Only the lines from the one containing "locate blurred background, a" through the last line below should be written out, exactly and with both ends kept.
------
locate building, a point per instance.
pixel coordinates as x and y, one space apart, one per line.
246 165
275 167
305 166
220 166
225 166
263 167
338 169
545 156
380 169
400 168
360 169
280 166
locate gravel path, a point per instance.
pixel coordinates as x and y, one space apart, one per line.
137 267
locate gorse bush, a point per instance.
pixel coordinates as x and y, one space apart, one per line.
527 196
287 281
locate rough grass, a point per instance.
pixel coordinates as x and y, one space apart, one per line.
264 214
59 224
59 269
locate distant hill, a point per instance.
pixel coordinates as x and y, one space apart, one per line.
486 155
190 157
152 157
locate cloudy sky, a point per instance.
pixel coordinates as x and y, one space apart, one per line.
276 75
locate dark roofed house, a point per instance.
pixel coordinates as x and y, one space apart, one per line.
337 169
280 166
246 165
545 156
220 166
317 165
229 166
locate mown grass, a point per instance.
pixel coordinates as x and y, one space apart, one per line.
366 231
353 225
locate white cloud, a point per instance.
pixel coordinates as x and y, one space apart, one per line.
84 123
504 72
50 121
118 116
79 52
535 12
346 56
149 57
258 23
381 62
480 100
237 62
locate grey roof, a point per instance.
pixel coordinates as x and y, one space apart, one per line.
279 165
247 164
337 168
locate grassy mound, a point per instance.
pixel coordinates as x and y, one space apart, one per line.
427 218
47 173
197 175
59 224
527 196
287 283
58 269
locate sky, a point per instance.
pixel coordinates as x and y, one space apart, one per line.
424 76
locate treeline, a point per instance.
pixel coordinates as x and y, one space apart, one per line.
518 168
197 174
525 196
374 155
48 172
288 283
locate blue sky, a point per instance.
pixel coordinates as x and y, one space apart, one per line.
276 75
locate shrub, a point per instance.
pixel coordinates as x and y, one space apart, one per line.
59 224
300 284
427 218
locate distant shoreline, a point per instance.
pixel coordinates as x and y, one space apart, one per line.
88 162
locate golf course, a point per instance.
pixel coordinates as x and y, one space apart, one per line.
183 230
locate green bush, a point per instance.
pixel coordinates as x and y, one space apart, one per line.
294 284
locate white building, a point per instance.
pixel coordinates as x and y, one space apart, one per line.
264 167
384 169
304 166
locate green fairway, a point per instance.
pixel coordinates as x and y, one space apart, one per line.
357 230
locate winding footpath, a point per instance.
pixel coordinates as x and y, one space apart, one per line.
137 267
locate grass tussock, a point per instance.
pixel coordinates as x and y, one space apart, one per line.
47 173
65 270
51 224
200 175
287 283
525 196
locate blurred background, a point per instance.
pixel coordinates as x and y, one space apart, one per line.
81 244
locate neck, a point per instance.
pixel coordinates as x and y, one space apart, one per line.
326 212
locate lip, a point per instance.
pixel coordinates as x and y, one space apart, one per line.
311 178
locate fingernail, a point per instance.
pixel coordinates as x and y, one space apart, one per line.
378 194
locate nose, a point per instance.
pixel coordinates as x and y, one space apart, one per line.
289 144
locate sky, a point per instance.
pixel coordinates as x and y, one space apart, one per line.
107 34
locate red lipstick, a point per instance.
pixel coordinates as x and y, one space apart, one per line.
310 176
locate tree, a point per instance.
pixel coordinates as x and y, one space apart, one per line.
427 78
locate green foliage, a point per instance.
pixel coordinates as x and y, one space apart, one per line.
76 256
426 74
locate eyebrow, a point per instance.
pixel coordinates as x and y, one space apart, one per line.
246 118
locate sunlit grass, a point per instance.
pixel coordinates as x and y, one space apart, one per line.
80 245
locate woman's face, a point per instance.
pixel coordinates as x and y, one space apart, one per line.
------
• Output of the task:
locate blurred background, a point per instance.
pixel coordinates as x and y, one space apart, one per line.
81 244
locate neck, a point per instance.
pixel coordinates as x and y, one space apart, one per line.
326 212
locate lip, a point per instance.
pixel coordinates as x and y, one space apart, one per line.
311 178
locate fingernail, a point per instance.
pixel coordinates as x and y, one space apart, one per line.
378 194
locate nose, a point per instance.
pixel coordinates as x and y, one space apart, one per line.
289 144
locate sky, a point per instance.
pixel coordinates as x and y, one space apart, one per line.
107 34
locate red lipstick, a point per instance.
pixel coordinates as x and y, one space apart, one per line.
310 176
locate tree, a point per instance.
pixel coordinates as x and y, one space apart, one per line.
427 78
locate green foliage, a point per instance.
pixel coordinates as x and y, one space apart, one per line.
76 256
426 74
locate eyebrow, a point per instance.
pixel coordinates as x and y, one space apart, one per line.
246 118
locate sunlit grass, a point per instance.
pixel coordinates as x and y, one space apart, one per line.
80 245
locate woman's face, a point per instance.
pixel coordinates as x and y, one space apart, one per line.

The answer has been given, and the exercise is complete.